(Records of labeled boxes)
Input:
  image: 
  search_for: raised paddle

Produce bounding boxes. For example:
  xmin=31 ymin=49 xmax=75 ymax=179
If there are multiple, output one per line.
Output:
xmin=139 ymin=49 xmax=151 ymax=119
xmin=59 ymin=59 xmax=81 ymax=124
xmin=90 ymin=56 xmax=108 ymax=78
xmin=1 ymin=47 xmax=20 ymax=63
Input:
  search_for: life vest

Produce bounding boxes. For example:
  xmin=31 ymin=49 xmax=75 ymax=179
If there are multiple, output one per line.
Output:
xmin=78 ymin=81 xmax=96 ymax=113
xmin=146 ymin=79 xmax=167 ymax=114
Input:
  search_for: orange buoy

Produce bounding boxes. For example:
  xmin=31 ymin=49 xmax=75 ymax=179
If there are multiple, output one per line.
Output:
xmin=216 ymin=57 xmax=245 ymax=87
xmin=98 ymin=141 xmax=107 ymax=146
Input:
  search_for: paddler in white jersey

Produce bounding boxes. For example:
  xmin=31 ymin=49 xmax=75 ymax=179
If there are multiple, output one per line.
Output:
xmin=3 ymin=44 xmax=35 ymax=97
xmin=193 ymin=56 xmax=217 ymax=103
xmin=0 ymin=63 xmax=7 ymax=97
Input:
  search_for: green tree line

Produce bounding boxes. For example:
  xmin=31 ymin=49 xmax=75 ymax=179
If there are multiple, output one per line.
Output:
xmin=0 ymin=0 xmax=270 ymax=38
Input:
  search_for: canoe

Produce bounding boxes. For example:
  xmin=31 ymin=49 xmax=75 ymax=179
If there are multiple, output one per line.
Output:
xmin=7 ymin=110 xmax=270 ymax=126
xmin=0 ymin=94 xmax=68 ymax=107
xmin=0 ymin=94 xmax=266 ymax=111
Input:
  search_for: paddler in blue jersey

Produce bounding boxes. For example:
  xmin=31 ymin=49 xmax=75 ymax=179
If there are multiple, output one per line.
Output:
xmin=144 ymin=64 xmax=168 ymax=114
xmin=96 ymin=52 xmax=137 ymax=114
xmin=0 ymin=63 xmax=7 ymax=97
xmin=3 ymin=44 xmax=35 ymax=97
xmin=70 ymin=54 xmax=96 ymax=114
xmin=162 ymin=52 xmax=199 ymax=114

» TO BE DONE
Please pull out each line in the entries above that contains the string "paddler", and copy it in full.

» EXERCISE SOLUTION
  search_for: paddler in white jersey
  search_for: paddler in blue jersey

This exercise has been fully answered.